■ THE EXERCISE ■
Print the passage on parsing key-value input with a regex, word for word and in full.

■ READING PASSAGE ■

I strongly recommend using this method, since the code will be much cleaner, and we no longer have to watch the limit on the input size.
Modify the existing regex to greatly reduce the impact of the implementation flaw which causes StackOverflowError.
Parse the input string
You can parse the input string with the following regex:
\G\s*+(\w++)=([^\s"]++|"[^"]*+")(?:\s++|$)
All quantifiers are made possessive (*+ instead of *, ++ instead of +), since the pattern I wrote doesn't need backtracking.
You can find the basic regex (\w++)=([^\s"]++|"[^"]*+") to match key-value pairs in the middle.
\G is to make sure the match starts from where the last match leaves off. It is used to prevent the engine from "bump-along" when it fails to match.
\s*+ and (?:\s++|$) are for consuming excess spaces. I specify (?:\s++|$) instead of \s*+ to prevent key="value"key=value from being recognized as valid input.

■ DATA SUPPLIED ■
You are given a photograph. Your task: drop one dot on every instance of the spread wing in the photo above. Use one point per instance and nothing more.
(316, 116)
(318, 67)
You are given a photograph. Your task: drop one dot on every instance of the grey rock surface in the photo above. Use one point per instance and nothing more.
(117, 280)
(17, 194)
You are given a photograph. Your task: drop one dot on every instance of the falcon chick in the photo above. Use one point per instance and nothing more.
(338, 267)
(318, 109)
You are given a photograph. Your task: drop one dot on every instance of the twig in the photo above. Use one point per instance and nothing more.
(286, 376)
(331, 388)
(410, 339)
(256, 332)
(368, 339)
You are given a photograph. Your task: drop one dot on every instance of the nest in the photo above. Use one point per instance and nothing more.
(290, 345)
---
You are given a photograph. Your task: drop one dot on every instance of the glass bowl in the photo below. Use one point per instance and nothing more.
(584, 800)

■ RESPONSE BELOW ■
I strongly recommend using this method, since the code will be much cleaner, and we no longer have to watch the limit on the input size.
Modify the existing regex to greatly reduce the impact of the implementation flaw which causes StackOverflowError.
Parse the input string
You can parse the input string with the following regex:
\G\s*+(\w++)=([^\s"]++|"[^"]*+")(?:\s++|$)
All quantifiers are made possessive (*+ instead of *, ++ instead of +), since the pattern I wrote doesn't need backtracking.
You can find the basic regex (\w++)=([^\s"]++|"[^"]*+") to match key-value pairs in the middle.
\G is to make sure the match starts from where the last match leaves off. It is used to prevent the engine from "bump-along" when it fails to match.
\s*+ and (?:\s++|$) are for consuming excess spaces. I specify (?:\s++|$) instead of \s*+ to prevent key="value"key=value from being recognized as valid input.